**Tekstfragment**
■ ■ ■

De financiële informatie wordt gepresenteerd door middel van de tabellen «Budgettaire gevolgen van beleid», waarbij opmerkelijke verschillen tussen de budgettaire raming en de realisatie in het verslagjaar worden toegelicht. Om de hoeveelheid informatie te beperken is gekozen voor het hanteren van de hieronder aangegeven norm. Aan de hand van deze norm is bepaald of een verschil is toegelicht. Naar aanleiding van de aanbeveling van de commissie Kuiken is de normering aangepast, waarbij geldt dat begrotingsbedragen boven de € 50 miljoen met een afwijking van meer dan 5 mln ook worden toegelicht.
Begrotingsbedrag | Verschil |
---|---|
< € 4,5 mln. | > 50% |
€ 4,5 – € 22,5 mln. | > € 2,5 mln. |
> € 22,5 mln. | > 10% |
> € 50 mln. | > 5 mln |
Dit houdt in dat die hoofdproducten, waarbij het verschil tussen het begrotingsbedrag en de realisatie kleiner is dan de aangegeven norm niet worden toegelicht. Een uitzondering hierop wordt gemaakt voor beleidsmatige relevante mutaties, deze worden ongeacht bovenstaande normering wel toegelicht.
Verder worden in afwijking van bovenvermelde norm die artikelen, waarop in de begroting 2011 geen of zeer geringe ontvangsten zijn geraamd maar waar in 2011 wel relatief kleine bedragen op zijn gerealiseerd, niet apart toegelicht. De bij ISB op hoofdstuk XII overgehevelde artikelen geven de totale realisatie van voorbije jaren op totaalniveau weer.

■ ■ ■

**Aangeleverde gegevens**
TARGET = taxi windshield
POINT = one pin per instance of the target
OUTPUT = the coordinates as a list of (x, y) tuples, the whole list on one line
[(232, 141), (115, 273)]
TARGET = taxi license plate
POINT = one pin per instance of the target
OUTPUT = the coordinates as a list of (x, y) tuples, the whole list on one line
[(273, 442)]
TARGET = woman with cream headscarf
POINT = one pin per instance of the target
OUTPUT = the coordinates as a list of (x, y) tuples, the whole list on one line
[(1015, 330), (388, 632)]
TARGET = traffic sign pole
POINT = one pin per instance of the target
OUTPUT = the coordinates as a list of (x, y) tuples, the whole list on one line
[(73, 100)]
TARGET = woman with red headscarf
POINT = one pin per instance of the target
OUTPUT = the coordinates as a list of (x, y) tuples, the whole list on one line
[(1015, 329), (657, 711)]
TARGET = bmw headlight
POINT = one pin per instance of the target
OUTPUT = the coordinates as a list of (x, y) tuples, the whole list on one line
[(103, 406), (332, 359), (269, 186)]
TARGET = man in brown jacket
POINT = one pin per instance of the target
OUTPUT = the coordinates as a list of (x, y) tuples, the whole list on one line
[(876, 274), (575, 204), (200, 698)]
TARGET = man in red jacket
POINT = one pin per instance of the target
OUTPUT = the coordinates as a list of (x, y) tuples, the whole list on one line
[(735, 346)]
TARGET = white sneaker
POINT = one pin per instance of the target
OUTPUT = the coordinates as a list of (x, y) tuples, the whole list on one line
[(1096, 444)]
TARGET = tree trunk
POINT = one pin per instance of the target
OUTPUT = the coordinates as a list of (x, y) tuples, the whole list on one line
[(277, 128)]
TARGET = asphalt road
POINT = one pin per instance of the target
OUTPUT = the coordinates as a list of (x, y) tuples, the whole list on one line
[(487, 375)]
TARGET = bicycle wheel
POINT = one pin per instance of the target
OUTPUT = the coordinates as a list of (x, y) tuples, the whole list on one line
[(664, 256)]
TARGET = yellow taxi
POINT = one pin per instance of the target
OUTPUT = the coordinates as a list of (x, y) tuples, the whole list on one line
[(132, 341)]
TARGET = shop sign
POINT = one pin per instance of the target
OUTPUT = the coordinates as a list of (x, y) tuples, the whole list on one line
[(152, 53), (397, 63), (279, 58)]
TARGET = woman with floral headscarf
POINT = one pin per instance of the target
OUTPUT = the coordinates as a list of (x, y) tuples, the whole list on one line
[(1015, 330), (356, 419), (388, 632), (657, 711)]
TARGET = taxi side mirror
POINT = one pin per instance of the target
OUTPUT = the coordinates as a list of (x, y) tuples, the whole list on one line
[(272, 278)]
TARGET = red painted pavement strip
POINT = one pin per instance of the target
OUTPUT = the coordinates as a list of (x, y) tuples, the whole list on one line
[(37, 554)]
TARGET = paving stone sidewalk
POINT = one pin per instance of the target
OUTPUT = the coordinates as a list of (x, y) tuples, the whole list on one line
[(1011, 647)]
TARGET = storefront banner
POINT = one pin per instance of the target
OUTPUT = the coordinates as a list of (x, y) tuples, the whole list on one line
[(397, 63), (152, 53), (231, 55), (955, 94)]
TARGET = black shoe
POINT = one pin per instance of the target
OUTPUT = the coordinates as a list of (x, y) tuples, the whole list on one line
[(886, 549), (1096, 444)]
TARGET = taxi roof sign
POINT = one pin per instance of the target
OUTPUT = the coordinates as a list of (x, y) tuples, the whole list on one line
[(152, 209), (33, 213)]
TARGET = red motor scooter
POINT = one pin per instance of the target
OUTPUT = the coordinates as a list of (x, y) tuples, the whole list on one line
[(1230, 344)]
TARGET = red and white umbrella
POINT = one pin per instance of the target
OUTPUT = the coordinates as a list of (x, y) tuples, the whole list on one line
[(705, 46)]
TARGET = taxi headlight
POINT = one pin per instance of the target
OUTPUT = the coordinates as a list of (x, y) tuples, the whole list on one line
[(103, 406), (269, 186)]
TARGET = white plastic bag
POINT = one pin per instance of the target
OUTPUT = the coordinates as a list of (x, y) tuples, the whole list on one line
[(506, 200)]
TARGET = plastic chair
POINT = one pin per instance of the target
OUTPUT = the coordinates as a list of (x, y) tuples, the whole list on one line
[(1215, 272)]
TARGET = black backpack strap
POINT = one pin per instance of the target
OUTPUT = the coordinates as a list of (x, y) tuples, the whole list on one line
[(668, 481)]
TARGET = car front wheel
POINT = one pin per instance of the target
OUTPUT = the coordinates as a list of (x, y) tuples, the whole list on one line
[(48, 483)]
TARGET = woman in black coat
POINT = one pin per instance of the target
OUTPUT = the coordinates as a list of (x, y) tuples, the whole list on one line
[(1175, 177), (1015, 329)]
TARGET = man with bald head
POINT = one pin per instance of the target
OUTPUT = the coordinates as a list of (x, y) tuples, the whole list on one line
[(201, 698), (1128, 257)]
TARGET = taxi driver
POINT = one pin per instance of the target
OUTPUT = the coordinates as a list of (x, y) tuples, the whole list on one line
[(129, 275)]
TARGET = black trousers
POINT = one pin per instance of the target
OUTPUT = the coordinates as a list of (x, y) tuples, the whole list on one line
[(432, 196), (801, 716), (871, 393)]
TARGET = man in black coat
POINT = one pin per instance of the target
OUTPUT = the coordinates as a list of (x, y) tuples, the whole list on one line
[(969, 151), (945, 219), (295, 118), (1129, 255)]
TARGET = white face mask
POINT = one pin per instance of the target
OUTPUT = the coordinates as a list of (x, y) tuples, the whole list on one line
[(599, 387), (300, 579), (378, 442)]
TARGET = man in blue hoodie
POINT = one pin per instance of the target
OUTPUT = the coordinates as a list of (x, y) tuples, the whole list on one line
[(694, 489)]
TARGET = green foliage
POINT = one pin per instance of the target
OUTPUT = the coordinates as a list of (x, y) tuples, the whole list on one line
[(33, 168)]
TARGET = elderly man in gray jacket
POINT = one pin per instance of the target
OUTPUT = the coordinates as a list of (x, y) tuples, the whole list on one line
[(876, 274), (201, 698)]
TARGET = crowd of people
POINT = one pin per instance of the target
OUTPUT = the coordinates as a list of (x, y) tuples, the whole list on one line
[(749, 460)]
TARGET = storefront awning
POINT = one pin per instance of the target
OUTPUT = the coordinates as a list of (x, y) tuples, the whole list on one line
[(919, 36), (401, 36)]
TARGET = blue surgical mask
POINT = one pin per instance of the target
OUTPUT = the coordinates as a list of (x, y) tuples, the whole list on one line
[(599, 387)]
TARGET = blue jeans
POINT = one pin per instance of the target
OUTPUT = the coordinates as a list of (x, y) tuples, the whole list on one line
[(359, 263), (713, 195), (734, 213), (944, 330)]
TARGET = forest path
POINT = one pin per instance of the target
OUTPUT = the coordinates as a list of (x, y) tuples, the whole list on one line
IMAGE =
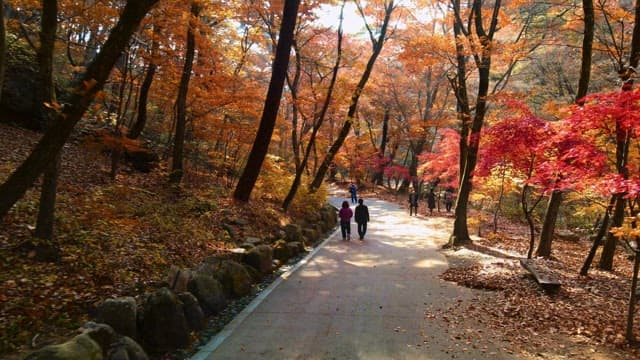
[(371, 299)]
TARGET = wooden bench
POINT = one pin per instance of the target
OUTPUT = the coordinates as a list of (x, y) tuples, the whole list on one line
[(543, 276)]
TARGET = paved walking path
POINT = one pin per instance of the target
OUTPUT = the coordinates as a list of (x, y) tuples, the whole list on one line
[(358, 300)]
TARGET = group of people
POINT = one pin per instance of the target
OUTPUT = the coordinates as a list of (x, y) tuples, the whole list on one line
[(362, 211), (431, 201), (361, 215)]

■ ■ ■

**Opdrachten**
1. Ga na of de volgende uitspraken overeenkomen met de tekst over de toelichtingsnorm. Antwoord per uitspraak met ja of nee en citeer letterlijk de woorden uit de tekst die de doorslag geven.
(a) De normering is aangepast naar aanleiding van een aanbeveling van de commissie Kuiken.
(b) Beleidsmatig relevante mutaties worden alleen toegelicht als het verschil boven de norm uitkomt.
(c) Artikelen waarop in de begroting 2011 geen ontvangsten zijn geraamd, maar waarop in 2011 wel relatief kleine bedragen zijn gerealiseerd, worden apart toegelicht.
2. Beantwoord de volgende vragen aan de hand van het tekstfragment over de toelichtingsnorm.
(a) Met welke tabellen wordt de financiële informatie gepresenteerd?
(b) Welk verschil geldt als norm bij een begrotingsbedrag van € 4,5 – € 22,5 mln.?
(c) Wat geven de bij ISB op hoofdstuk XII overgehevelde artikelen weer?
3. Breid de tekst over de toelichtingsnorm uit met een vervolg dat aansluit op de laatste zin.

**Antwoorden per opdracht**
1.
(a) Ja: "Naar aanleiding van de aanbeveling van de commissie Kuiken is de normering aangepast"
(b) Nee: "deze worden ongeacht bovenstaande normering wel toegelicht"
(c) Nee: "niet apart toegelicht"

2.
(a) De tabellen «Budgettaire gevolgen van beleid».
(b) Meer dan € 2,5 mln.
(c) De totale realisatie van voorbije jaren op totaalniveau.

3.
Onder de niet-beleidsartikelen worden uitgaven, die niet zuiver of doelmatig kunnen worden toegerekend aan de beleidsartikelen, verantwoord.
Betreffende de niet-financiële informatie moet worden vermeld dat IenM bij het verkrijgen van deze indicatoren voor een deel afhankelijk is van verzameling door externe partijen zoals het Centraal Bureau voor de Statistiek (CBS). De praktijk is zodanig dat deze gegevens in een aantal gevallen later beschikbaar komen. Dit leidt ertoe dat niet in alle gevallen de gegevens over het verslagjaar ten tijde van het opstellen van het jaarverslag beschikbaar waren
De bedrijfsvoeringsparagraaf
Deze paragraaf gaat in op de belangrijkste bedrijfsvoeringsontwikkelingen bij het ministerie van Infrastructuur en Milieu.
De bedrijfsvoeringparagraaf heeft het karakter van een uitzonderingsparagraaf en bestaat uit vier onderdelen, te weten rechtmatigheid, totstandkoming beleidsinformatie, financieel en materieel beheer en overige aspecten van bedrijfsvoering. In de bedrijfsvoeringsparagraaf wordt tevens ingegaan op de aanbevelingen van de Algemene Rekenkamer bij het jaarverslag over 2010 en de maatregelen die IenM heeft getroffen om de bedrijfsvoering te verbeteren.
De Jaarrekening
De Jaarrekening bevat de volgende onderdelen:
-
– de departementale verantwoordingstaat van IenM (een cijfermatige staat waarbij inzicht wordt gegeven in de financiële afwijkingen tussen de begroting en de realisatie op artikelniveau).
-
– de samenvattende verantwoordingsstaten van de baten-lastendiensten KNMI, Rijkswaterstaat, Inspectie VenW en de Nederlandse Emissieautoriteit (Nea) (een cijfermatige staat waarbij inzicht wordt gegeven in de financiële afwijkingen tussen de begroting en de realisatie per baten-lastendienst).
-
– de departementale saldibalans van IenM met de daarbij behorende toelichting.
-
– de balans per 31 december 2011, de staat van baten en lasten, het kasstroomoverzicht en de doelmatigheidskengetallen van de baten-lastendiensten.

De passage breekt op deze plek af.